Copy word for word, please, the lines of the entries below running from the one containing "Highlight transmission tower." to the one containing "Highlight red and white striped blade.", both ends included.

Start of Task inputs

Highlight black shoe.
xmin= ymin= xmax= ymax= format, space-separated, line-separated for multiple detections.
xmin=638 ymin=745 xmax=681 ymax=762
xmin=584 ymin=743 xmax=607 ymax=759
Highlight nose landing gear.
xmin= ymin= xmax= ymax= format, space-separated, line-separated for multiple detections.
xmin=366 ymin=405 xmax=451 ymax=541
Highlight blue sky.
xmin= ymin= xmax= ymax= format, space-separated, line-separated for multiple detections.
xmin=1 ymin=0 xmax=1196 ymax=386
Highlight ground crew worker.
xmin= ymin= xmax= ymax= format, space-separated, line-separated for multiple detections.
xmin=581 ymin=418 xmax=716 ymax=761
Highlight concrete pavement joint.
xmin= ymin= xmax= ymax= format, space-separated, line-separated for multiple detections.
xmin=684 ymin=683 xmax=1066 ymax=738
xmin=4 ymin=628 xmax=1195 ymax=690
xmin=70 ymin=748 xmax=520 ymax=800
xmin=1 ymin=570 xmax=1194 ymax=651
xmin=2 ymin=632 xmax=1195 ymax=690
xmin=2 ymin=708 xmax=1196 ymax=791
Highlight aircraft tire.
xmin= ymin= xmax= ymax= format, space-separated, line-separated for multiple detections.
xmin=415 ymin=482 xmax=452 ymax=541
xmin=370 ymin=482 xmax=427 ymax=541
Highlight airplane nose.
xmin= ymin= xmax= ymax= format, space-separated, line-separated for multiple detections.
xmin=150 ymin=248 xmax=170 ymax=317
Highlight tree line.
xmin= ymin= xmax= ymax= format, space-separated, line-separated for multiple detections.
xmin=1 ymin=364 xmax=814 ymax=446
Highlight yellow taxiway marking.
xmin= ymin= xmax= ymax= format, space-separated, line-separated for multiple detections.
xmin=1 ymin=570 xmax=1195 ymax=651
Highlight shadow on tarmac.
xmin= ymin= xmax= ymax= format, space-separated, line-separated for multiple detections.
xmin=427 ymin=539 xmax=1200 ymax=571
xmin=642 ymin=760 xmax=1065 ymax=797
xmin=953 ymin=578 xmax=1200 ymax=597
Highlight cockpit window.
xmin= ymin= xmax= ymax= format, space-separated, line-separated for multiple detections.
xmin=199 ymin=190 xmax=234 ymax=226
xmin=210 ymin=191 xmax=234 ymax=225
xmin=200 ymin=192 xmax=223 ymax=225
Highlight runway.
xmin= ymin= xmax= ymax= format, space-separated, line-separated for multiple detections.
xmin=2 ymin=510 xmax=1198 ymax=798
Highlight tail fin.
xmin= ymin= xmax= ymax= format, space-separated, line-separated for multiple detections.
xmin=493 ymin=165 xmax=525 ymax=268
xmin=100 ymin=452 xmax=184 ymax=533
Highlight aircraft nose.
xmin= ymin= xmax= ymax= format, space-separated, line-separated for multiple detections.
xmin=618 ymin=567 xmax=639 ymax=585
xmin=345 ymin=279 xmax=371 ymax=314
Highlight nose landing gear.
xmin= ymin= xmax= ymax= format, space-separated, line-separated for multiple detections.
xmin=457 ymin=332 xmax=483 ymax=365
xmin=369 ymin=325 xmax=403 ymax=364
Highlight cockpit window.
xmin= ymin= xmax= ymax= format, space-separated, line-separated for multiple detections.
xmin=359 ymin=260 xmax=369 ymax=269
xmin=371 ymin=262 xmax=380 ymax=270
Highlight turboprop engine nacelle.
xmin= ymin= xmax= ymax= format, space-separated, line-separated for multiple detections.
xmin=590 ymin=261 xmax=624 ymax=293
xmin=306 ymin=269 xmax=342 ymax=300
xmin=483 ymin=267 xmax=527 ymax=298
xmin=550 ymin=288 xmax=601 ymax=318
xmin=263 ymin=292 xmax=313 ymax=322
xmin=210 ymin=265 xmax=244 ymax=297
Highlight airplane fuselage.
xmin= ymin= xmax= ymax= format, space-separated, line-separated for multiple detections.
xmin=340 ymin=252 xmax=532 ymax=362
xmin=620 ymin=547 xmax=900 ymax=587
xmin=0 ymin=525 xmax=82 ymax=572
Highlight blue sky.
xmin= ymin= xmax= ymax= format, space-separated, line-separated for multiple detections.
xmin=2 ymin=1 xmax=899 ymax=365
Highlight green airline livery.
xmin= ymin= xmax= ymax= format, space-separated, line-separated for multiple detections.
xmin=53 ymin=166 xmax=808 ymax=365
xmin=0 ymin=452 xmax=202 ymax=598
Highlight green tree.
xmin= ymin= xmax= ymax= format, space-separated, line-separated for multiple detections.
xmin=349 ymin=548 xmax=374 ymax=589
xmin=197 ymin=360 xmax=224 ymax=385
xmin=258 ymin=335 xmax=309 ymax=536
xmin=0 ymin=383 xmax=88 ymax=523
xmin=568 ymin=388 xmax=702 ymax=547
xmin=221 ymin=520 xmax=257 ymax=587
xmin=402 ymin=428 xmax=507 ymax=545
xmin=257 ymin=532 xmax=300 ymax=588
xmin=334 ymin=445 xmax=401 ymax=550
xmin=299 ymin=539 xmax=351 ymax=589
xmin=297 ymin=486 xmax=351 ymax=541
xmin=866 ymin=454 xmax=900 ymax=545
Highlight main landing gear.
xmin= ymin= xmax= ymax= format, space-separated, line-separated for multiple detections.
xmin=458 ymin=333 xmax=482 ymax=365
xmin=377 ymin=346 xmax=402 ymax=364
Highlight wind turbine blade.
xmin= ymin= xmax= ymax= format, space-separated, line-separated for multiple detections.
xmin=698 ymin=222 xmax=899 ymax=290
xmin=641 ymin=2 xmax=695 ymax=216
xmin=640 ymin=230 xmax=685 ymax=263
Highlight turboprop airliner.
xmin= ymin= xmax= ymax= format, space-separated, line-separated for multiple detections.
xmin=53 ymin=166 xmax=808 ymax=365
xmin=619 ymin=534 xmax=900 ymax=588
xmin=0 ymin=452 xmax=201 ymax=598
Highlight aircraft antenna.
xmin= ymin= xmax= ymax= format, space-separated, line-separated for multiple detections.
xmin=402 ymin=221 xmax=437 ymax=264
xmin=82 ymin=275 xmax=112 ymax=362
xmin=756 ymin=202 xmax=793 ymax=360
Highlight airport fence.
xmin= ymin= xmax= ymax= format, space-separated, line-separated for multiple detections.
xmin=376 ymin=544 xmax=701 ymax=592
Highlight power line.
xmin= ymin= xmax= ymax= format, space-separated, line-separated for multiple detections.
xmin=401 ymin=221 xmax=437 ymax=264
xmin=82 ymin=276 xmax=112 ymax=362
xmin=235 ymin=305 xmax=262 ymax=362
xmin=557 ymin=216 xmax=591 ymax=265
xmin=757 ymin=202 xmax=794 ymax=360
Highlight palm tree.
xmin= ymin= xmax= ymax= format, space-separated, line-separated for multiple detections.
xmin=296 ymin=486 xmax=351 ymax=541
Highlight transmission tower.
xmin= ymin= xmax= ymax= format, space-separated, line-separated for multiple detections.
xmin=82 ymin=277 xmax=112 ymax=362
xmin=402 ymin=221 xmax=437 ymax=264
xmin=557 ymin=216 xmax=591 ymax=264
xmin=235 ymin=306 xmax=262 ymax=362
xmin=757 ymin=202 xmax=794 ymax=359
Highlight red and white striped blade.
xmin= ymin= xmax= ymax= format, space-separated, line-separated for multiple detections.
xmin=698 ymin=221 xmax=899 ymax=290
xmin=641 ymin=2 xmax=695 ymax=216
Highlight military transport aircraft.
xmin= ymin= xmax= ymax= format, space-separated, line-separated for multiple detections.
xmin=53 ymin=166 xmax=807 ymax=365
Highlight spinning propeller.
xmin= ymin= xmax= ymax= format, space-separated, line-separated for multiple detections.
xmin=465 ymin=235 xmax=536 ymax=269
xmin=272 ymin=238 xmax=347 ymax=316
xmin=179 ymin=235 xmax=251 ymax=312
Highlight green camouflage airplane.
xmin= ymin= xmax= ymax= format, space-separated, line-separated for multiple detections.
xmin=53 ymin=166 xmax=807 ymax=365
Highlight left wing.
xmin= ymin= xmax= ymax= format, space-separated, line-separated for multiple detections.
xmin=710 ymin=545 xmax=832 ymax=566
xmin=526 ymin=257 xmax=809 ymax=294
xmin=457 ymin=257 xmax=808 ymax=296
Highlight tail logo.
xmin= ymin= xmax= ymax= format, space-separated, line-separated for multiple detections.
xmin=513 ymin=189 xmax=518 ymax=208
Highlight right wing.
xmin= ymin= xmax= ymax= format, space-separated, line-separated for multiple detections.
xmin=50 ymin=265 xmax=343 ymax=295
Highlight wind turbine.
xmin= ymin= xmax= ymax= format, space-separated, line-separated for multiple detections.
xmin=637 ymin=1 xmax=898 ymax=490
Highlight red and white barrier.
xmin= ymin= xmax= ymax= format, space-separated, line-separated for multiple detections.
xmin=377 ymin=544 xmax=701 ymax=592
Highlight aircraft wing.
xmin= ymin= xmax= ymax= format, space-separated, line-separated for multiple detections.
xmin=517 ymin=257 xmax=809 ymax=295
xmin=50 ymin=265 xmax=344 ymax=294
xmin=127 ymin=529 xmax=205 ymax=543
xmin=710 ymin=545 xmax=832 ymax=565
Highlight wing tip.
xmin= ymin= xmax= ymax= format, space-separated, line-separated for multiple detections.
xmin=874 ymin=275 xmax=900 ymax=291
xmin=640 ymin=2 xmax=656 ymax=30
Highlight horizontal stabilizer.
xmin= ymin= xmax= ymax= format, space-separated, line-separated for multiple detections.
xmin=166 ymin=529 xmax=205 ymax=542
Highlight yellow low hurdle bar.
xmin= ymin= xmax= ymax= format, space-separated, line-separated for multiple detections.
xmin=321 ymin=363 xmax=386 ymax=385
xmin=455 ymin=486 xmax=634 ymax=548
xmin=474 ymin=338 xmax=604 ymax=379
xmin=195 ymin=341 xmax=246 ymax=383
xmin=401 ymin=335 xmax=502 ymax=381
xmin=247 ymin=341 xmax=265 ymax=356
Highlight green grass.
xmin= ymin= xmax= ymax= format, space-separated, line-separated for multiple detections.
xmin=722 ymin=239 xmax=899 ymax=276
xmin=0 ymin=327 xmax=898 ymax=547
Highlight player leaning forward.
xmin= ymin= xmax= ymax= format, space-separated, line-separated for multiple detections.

End of Task inputs

- [Answer to the problem]
Highlight transmission tower.
xmin= ymin= xmax= ymax= format, space-separated, line-separated for multiple detections.
xmin=82 ymin=277 xmax=112 ymax=362
xmin=402 ymin=221 xmax=437 ymax=264
xmin=557 ymin=216 xmax=591 ymax=264
xmin=235 ymin=306 xmax=262 ymax=362
xmin=757 ymin=202 xmax=794 ymax=359
Highlight red and white striped blade.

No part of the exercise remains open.